▸ What this task involves
Retype the data without any change, starting with its first line and going on through the line that contains "[(11, 136)]".

▸ Supplied material
☆ ☆ ☆ ☆ ☆ ☆ ☆
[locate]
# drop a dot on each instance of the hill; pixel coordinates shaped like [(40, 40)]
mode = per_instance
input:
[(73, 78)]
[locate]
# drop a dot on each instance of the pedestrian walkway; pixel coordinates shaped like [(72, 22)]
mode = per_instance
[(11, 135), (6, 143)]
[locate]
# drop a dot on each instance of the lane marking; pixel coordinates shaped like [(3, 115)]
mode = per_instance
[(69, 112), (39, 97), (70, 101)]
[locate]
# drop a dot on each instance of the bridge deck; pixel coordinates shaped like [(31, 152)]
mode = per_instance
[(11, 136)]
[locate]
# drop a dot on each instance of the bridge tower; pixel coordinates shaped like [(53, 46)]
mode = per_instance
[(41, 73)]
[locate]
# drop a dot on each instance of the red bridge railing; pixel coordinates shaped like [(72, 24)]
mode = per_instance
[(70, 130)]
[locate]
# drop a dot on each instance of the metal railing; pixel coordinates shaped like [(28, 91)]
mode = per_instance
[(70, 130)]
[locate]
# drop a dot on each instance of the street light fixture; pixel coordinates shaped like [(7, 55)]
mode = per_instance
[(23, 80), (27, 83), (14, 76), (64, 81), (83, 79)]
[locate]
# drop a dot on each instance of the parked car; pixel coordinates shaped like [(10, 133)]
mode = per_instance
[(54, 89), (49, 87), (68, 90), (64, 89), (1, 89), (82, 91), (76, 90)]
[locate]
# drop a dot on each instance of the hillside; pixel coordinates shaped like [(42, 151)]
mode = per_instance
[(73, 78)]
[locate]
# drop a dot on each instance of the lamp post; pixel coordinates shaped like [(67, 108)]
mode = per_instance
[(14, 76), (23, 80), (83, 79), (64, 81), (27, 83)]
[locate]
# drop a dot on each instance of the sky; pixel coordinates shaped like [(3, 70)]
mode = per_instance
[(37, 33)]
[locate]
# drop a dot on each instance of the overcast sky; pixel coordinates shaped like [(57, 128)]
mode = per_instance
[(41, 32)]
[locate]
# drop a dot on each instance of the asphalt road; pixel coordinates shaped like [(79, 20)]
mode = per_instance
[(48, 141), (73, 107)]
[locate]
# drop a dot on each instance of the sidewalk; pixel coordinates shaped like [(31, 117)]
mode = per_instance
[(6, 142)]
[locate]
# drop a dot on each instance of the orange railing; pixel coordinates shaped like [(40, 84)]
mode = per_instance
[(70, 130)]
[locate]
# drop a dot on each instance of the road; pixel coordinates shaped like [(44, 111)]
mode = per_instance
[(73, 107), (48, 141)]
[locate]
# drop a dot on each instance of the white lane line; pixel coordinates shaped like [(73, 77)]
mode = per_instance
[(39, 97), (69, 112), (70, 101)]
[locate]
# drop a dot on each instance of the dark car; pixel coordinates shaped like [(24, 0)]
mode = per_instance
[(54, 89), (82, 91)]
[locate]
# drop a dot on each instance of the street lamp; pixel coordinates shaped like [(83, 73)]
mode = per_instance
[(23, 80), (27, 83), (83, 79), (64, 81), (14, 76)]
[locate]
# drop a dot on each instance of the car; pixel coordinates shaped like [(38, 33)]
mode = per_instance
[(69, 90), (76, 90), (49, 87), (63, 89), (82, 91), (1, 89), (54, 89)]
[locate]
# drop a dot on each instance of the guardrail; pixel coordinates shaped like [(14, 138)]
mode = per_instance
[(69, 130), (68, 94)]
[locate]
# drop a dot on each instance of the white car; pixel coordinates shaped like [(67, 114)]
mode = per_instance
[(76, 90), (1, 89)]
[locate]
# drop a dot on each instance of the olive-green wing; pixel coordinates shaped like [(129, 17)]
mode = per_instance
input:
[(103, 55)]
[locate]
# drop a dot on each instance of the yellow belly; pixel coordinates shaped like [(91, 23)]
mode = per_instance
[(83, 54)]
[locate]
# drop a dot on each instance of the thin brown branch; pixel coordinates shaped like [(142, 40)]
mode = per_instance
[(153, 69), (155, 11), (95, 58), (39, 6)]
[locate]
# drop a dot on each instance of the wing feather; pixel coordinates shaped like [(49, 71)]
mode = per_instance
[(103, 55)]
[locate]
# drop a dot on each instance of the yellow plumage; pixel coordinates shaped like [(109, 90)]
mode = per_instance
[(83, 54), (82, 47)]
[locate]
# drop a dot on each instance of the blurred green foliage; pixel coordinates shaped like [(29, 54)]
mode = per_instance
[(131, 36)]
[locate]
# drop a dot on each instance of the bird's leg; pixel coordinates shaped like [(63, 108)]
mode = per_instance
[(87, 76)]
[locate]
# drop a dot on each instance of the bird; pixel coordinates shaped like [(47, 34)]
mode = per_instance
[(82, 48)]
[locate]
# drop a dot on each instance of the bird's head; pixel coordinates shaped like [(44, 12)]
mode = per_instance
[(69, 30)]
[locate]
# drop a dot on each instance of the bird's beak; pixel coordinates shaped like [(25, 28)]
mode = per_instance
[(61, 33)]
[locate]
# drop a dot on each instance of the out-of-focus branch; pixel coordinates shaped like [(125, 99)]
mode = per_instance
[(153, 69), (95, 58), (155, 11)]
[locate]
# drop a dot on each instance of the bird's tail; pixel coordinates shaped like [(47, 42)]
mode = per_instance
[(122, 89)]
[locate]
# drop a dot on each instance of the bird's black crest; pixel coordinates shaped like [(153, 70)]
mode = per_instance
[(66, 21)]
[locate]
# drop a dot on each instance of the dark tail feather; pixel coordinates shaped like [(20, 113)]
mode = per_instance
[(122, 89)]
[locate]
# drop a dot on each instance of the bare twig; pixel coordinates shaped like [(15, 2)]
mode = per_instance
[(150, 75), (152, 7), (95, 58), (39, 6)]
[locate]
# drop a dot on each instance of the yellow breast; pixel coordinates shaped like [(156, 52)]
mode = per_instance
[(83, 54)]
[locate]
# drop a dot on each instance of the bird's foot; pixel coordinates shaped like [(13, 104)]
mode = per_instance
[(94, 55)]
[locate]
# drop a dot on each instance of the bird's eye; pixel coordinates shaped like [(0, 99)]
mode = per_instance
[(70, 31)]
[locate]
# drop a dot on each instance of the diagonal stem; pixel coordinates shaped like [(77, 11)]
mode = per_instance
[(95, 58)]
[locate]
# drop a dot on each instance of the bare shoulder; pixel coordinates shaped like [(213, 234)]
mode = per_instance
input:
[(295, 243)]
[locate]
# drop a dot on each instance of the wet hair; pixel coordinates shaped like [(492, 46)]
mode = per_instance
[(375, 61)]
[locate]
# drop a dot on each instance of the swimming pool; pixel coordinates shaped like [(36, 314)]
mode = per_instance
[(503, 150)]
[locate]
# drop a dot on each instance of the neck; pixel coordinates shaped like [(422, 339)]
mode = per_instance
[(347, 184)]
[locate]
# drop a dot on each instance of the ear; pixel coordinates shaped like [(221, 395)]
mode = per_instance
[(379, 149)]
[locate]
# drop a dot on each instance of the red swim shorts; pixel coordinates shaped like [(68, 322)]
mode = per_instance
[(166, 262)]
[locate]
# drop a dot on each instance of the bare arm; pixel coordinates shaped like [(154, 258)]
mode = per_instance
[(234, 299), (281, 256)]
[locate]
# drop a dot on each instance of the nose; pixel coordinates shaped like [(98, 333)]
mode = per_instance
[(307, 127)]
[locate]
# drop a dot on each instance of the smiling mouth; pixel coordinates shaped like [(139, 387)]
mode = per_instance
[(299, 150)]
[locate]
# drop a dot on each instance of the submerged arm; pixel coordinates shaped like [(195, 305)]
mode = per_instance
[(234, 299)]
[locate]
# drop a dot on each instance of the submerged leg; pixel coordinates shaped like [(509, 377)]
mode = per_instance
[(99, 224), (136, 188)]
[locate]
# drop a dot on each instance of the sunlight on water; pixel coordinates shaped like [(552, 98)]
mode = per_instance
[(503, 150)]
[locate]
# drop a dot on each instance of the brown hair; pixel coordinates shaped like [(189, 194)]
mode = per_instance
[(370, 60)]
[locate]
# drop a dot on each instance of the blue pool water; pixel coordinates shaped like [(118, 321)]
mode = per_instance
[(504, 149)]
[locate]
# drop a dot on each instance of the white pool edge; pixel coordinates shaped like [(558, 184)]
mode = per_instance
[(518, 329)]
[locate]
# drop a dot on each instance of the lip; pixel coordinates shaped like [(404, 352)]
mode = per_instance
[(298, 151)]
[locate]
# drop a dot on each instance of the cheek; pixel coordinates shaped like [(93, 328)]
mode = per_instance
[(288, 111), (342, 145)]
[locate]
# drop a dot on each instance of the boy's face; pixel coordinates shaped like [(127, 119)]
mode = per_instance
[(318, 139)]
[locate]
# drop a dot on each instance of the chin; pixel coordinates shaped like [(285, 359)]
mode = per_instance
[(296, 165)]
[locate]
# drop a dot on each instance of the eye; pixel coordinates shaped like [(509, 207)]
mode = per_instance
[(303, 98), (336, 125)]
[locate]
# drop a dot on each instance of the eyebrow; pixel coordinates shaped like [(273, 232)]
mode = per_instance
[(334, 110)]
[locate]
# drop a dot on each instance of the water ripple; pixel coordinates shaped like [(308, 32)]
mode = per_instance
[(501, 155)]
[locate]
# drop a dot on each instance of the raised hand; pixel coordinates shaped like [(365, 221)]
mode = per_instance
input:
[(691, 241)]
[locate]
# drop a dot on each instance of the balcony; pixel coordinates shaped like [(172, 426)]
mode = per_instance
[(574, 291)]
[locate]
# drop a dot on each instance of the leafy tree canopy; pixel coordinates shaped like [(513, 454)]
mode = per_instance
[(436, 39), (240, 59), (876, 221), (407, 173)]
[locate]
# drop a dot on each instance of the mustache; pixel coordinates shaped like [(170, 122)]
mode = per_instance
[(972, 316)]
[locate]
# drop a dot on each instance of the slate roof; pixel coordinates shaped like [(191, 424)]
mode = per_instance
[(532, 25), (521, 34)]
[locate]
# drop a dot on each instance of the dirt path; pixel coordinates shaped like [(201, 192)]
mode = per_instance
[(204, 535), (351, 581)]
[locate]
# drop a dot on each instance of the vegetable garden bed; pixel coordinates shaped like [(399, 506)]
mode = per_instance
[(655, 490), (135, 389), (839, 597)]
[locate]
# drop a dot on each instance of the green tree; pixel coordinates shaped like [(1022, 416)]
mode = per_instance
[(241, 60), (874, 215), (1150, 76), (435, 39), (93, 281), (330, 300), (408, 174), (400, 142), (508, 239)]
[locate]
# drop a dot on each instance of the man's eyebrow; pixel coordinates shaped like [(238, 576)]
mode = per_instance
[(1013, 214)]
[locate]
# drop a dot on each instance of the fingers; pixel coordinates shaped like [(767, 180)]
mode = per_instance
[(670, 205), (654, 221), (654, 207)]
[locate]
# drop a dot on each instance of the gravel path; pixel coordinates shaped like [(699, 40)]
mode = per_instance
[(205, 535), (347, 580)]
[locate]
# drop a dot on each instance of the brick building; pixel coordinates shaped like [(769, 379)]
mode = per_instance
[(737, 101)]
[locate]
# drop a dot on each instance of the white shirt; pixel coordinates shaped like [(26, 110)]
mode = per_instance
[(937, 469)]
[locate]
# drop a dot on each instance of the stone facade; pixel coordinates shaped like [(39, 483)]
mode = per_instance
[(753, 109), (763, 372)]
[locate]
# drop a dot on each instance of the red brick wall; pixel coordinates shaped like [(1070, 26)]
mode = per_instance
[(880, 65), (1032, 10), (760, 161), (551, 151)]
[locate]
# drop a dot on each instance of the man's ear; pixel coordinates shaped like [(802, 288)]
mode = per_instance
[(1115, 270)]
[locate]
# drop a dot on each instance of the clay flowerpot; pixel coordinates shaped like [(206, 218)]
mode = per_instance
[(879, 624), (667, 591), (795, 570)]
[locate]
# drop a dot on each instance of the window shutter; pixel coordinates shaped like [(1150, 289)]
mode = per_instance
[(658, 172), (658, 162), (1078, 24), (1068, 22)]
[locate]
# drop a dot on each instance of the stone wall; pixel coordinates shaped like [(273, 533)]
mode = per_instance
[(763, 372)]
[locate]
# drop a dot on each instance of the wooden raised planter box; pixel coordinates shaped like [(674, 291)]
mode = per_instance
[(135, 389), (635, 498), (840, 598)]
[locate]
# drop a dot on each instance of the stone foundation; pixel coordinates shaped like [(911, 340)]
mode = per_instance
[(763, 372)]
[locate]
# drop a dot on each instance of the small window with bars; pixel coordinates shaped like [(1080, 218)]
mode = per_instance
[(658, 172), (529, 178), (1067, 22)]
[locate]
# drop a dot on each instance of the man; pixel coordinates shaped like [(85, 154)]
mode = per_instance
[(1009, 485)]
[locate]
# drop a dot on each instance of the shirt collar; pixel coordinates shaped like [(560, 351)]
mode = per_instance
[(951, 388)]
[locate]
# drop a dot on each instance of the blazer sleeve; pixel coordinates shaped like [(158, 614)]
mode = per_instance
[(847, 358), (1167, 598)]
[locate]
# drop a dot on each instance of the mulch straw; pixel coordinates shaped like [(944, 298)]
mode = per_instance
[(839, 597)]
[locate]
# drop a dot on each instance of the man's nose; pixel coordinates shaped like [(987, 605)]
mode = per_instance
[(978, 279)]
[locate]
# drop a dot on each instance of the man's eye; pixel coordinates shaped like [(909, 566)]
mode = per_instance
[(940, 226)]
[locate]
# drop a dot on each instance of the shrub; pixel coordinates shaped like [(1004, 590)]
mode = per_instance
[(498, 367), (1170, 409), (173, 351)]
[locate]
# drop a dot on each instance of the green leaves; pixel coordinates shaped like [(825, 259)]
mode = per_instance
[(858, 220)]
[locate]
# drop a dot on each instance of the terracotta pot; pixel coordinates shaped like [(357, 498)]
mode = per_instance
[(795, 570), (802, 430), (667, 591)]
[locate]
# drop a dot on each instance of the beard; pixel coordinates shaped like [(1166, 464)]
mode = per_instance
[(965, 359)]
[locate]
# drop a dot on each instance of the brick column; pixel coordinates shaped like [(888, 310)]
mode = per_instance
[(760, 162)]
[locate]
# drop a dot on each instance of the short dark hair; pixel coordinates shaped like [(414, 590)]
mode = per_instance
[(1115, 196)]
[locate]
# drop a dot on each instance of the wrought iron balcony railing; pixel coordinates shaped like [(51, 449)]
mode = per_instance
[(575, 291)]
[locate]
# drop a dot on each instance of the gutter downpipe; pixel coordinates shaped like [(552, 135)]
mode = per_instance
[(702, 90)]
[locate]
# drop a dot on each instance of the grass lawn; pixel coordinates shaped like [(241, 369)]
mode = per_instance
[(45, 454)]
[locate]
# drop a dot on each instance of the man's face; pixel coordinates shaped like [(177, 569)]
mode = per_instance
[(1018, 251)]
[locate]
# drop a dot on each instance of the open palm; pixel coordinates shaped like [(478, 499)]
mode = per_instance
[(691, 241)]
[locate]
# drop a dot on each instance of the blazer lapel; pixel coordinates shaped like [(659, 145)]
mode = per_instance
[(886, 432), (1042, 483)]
☆ ☆ ☆ ☆ ☆ ☆ ☆
▸ Exercise result
[locate]
# drop a dot on each instance of the hill; pixel coordinates shaped like [(40, 40)]
mode = per_instance
input:
[(73, 78)]
[locate]
# drop a dot on each instance of the pedestrian walkway; pixel coordinates shaped like [(72, 22)]
mode = per_instance
[(11, 135), (6, 143)]
[locate]
# drop a dot on each instance of the lane marking; pixel coordinates shaped like [(3, 115)]
mode = per_instance
[(69, 112), (39, 97), (70, 101)]
[locate]
# drop a dot on each instance of the bridge deck; pixel coordinates shaped like [(31, 152)]
mode = per_instance
[(11, 136)]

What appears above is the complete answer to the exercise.